** START Material for this exercise **

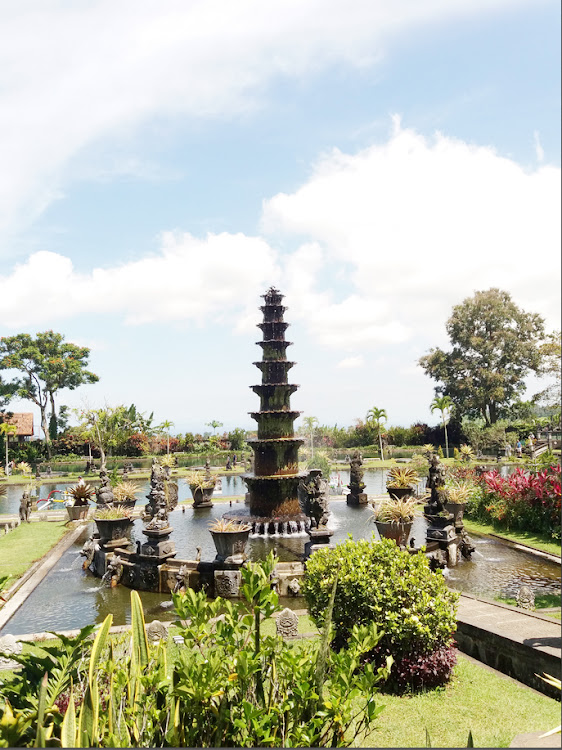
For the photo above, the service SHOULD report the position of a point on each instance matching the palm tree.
(377, 415)
(7, 429)
(165, 427)
(214, 424)
(310, 423)
(445, 405)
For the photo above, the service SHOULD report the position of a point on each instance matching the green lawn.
(26, 544)
(492, 707)
(530, 538)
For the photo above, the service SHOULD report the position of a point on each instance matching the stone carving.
(182, 579)
(104, 493)
(227, 583)
(287, 624)
(525, 598)
(9, 645)
(294, 587)
(313, 497)
(156, 631)
(25, 507)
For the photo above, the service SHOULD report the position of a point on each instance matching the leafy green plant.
(401, 477)
(125, 490)
(395, 510)
(381, 584)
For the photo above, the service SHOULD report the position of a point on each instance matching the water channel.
(70, 597)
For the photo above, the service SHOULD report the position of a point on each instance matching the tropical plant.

** END Material for this exercise **

### What needs to be done
Write the material out again exactly as it appears, dropping the pictures.

### Exercise answer
For the photo above, the service SHOULD report the position of a point on each instance matching the palm tree.
(377, 415)
(7, 429)
(165, 427)
(214, 424)
(310, 423)
(445, 405)
For the photo above, the service SHOULD report the position of a point on each instance matching the green lawn.
(26, 544)
(492, 707)
(530, 538)
For the photo above, the service SHOULD report the position of a point on each instance matching the stone carving.
(182, 579)
(104, 493)
(227, 583)
(287, 624)
(525, 598)
(9, 645)
(294, 587)
(313, 497)
(156, 631)
(25, 507)
For the photo above, the service SHOULD report the position of a point on each instance matching the leafy green plant.
(401, 477)
(125, 490)
(395, 510)
(381, 584)
For the photo above, the service SHOULD report the position of a point on each instance matching the water channel.
(70, 597)
For the photo above, the service SHOULD report the position of a point on each instance matching the tropical plant.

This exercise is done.